▶ **TASK GOAL**
Name every system mentioned in the transformer fault prediction text.

Disclosure of Invention
In order to overcome the defects of the prior art, the invention provides a transformer fault prediction method for monitoring dissolved gas in transformer oil, wherein multiple terminals of a monitoring system verify each other to ensure the data accuracy, so that the accuracy of online data prediction of the dissolved gas in the transformer oil is improved, two types of model data of a main control system enable an alarm system to give different alarms in a targeted manner, so that the fault prejudgment and maintenance measures are more accurate and reliable, each alarm corresponds to one fault type, fault information is roughly obtained according to the alarm information, and the method is favorable for preparing a transformer maintenance tool in a targeted manner in advance.
In order to solve the technical problems, the invention provides the following technical scheme: .

▶ **DATA SECTION**

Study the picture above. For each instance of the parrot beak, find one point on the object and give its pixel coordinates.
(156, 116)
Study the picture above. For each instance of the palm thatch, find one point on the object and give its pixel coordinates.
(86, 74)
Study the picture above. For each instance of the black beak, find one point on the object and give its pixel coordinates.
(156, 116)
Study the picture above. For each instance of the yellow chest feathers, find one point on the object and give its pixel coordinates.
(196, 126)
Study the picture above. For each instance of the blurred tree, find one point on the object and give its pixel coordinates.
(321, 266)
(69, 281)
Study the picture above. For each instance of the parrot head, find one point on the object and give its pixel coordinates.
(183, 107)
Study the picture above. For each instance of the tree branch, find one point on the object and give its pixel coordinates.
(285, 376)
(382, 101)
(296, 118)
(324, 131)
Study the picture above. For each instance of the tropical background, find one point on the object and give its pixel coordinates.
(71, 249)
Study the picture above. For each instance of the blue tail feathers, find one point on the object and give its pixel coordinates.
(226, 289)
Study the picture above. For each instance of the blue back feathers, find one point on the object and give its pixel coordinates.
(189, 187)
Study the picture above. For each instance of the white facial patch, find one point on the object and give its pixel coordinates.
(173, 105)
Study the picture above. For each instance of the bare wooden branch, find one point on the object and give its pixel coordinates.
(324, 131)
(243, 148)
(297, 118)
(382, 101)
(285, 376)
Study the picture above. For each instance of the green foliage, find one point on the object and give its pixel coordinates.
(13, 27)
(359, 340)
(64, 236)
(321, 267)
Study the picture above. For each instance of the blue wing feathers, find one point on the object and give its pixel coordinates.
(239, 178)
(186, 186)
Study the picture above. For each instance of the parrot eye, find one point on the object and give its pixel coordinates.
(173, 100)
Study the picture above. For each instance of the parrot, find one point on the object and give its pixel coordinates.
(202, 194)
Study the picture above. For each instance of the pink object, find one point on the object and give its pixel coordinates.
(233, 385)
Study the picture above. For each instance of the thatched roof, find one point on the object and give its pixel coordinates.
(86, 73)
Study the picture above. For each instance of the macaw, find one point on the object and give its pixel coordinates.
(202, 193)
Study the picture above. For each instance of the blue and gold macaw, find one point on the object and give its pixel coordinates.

▶ **ANSWER BELOW**
Monitoring system, main control system, alarm system